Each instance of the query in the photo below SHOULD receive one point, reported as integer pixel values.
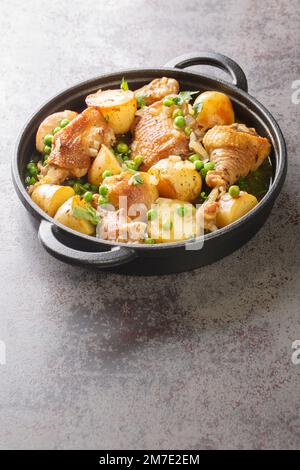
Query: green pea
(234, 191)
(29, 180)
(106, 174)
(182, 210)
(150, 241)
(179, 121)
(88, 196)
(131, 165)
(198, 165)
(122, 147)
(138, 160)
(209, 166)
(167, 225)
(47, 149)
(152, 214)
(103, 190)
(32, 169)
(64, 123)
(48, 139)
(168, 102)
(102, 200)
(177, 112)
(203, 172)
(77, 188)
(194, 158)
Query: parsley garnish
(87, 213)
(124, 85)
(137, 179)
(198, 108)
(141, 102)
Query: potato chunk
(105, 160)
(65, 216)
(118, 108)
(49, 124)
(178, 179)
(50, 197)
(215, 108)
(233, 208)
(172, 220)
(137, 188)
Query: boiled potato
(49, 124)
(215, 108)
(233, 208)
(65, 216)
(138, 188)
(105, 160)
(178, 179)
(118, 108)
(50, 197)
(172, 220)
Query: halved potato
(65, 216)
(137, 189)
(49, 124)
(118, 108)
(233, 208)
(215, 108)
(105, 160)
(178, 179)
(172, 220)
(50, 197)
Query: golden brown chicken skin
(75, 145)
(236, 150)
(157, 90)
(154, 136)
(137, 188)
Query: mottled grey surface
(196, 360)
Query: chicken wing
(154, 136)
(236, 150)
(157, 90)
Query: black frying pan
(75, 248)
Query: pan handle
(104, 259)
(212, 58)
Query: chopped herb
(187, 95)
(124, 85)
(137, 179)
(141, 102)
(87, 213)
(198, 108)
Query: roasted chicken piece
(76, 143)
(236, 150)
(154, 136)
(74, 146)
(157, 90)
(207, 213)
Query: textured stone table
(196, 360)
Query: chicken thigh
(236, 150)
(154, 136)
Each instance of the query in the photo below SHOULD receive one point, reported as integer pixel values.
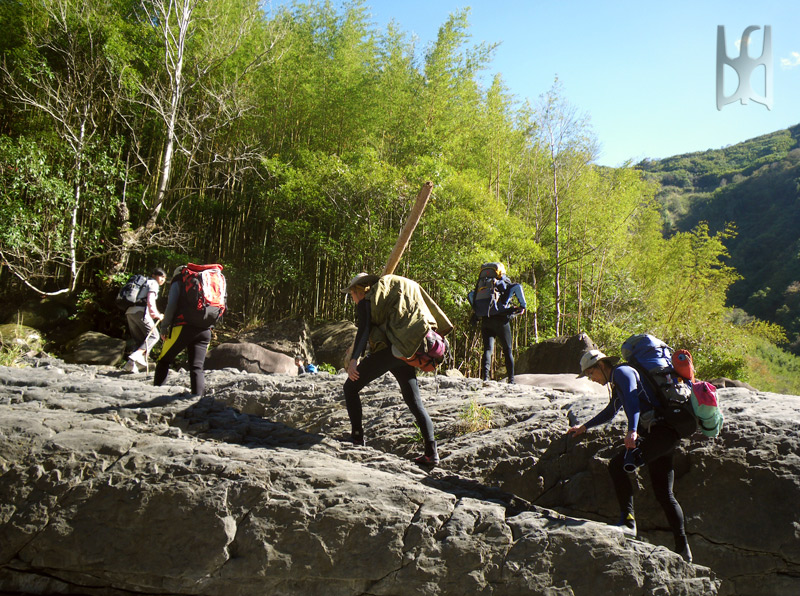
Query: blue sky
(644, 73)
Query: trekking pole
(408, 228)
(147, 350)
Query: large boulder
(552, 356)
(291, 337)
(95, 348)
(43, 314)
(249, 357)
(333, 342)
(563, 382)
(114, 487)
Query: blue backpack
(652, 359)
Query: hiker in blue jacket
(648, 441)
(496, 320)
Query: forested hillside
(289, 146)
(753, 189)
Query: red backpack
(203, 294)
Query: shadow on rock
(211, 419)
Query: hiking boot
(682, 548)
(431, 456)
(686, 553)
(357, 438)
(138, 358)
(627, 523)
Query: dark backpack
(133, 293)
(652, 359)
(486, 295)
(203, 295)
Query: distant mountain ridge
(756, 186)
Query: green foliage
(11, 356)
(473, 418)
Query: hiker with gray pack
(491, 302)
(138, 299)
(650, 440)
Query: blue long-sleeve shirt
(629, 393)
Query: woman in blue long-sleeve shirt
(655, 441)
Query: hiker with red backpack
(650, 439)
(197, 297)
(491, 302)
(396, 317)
* * * * * * * * *
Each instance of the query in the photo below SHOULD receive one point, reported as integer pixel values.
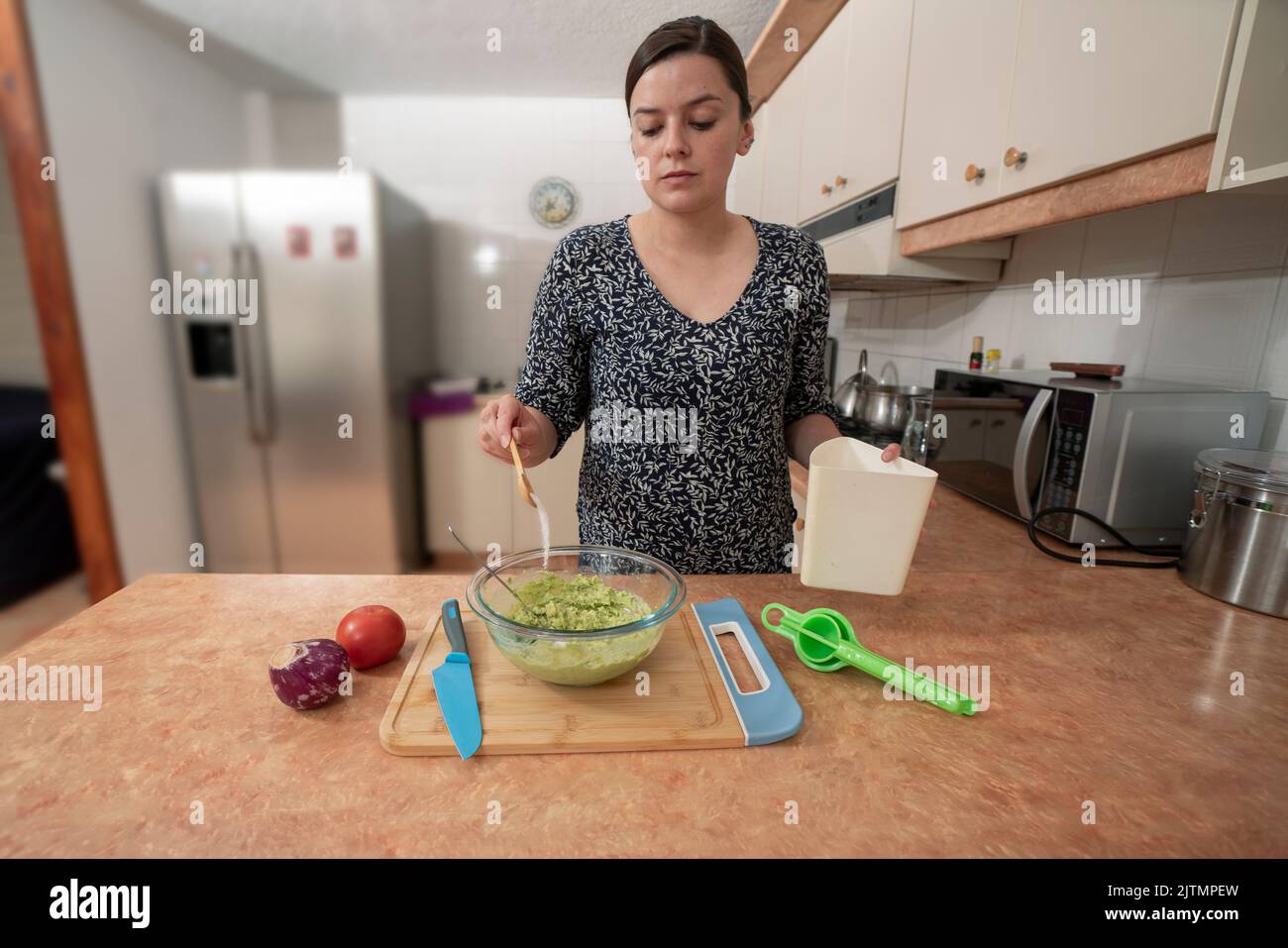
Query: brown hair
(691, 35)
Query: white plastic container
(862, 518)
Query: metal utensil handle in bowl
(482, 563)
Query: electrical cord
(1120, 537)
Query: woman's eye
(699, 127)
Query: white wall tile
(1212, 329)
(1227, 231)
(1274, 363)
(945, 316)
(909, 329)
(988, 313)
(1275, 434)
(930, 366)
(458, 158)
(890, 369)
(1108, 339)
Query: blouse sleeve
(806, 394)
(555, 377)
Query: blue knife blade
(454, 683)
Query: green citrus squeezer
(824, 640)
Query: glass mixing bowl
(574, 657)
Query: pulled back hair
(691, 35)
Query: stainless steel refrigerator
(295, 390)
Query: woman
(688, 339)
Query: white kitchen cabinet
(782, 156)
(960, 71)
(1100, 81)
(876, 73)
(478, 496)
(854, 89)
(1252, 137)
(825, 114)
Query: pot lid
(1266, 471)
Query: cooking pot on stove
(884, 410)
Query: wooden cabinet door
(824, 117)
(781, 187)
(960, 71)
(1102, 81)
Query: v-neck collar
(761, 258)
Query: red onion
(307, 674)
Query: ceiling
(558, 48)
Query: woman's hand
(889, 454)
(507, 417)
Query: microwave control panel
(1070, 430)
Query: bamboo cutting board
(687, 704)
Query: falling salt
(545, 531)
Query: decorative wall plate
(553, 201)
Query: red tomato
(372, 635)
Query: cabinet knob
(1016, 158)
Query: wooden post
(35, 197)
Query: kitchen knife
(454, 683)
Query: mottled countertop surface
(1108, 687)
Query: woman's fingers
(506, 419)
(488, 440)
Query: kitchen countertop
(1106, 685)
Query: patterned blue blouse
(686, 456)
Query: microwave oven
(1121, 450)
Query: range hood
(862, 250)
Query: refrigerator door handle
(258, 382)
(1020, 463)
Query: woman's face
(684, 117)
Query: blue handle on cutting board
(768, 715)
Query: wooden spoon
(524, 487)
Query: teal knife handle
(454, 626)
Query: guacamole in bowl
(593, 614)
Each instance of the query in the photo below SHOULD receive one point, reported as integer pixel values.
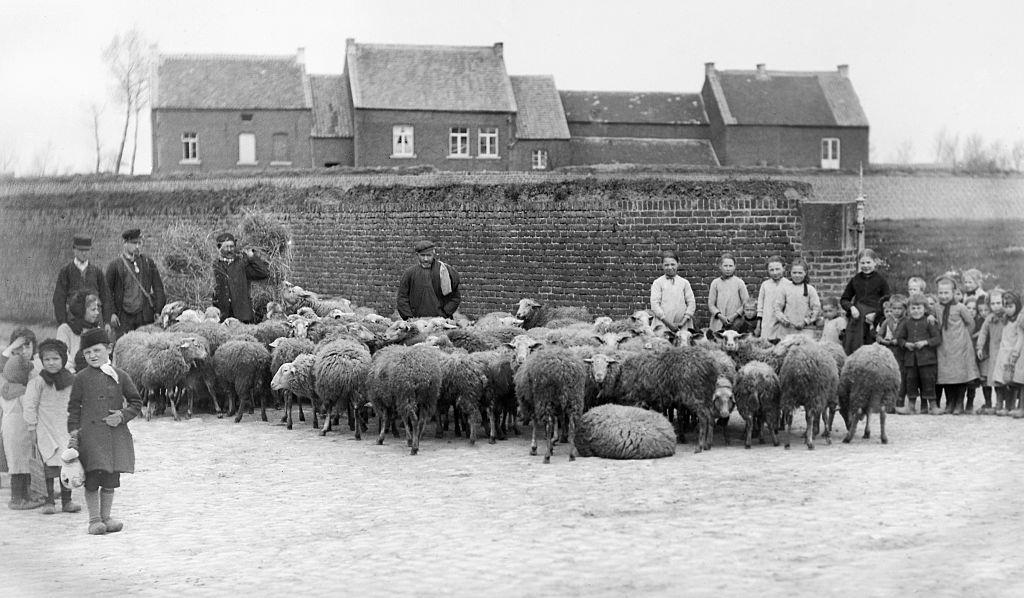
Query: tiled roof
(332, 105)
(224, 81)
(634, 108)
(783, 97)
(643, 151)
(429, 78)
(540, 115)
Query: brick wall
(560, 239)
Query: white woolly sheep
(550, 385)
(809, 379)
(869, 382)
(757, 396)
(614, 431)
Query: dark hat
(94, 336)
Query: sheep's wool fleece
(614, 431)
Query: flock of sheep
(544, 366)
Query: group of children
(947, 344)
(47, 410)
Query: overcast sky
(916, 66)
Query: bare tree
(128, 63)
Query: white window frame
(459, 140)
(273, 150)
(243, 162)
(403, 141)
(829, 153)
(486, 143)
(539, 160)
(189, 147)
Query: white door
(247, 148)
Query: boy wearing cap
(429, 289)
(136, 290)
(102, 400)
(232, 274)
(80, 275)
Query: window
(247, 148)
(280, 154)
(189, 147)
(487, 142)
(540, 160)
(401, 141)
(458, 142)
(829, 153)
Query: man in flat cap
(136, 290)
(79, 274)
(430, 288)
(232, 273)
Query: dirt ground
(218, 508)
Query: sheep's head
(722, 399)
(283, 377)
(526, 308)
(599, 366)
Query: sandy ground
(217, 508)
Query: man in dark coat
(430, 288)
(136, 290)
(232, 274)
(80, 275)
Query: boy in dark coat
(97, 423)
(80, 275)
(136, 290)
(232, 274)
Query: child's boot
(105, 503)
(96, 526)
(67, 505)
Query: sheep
* * * * * * * * *
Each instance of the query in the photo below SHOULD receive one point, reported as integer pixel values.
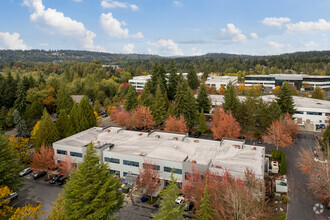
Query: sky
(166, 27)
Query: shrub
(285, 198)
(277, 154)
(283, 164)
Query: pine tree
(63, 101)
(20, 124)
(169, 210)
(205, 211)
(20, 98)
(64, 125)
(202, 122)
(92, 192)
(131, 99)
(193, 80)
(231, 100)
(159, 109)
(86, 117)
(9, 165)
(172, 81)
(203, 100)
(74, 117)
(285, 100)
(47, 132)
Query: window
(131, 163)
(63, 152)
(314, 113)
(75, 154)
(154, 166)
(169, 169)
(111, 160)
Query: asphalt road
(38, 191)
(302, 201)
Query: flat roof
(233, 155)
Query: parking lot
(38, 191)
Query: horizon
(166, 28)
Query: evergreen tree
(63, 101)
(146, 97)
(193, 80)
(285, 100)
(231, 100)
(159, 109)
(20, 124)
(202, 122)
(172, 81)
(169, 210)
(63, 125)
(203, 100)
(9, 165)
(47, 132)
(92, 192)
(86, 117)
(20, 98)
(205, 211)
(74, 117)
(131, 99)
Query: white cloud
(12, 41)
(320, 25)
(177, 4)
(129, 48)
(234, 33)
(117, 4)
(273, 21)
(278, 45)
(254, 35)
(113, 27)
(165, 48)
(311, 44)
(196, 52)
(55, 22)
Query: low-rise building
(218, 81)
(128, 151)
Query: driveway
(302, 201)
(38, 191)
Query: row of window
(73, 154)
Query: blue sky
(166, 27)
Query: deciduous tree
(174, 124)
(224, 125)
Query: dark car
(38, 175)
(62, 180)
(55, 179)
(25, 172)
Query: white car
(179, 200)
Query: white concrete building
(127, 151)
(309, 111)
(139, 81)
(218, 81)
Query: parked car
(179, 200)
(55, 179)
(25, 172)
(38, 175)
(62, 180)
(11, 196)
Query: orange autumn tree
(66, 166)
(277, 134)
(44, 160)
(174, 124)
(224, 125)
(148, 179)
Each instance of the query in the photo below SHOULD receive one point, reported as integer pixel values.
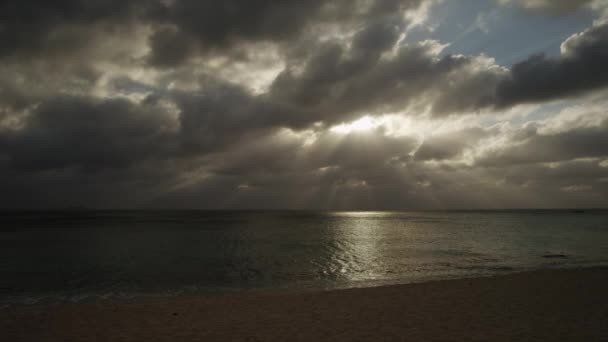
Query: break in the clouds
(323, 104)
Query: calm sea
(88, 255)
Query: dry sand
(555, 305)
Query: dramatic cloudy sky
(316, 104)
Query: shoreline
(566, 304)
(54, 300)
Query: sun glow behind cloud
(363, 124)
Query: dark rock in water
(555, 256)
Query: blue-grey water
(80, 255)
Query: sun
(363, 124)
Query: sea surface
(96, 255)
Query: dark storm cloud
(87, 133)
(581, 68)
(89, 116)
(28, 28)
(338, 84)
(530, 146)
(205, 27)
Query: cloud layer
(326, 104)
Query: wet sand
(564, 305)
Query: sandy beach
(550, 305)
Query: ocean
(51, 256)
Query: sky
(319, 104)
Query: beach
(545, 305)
* * * * * * * * *
(What you have to do) Pull out each line from the entries above that contains the string "microwave", matching case exactly.

(Task response)
Query: microwave control panel
Query: microwave oven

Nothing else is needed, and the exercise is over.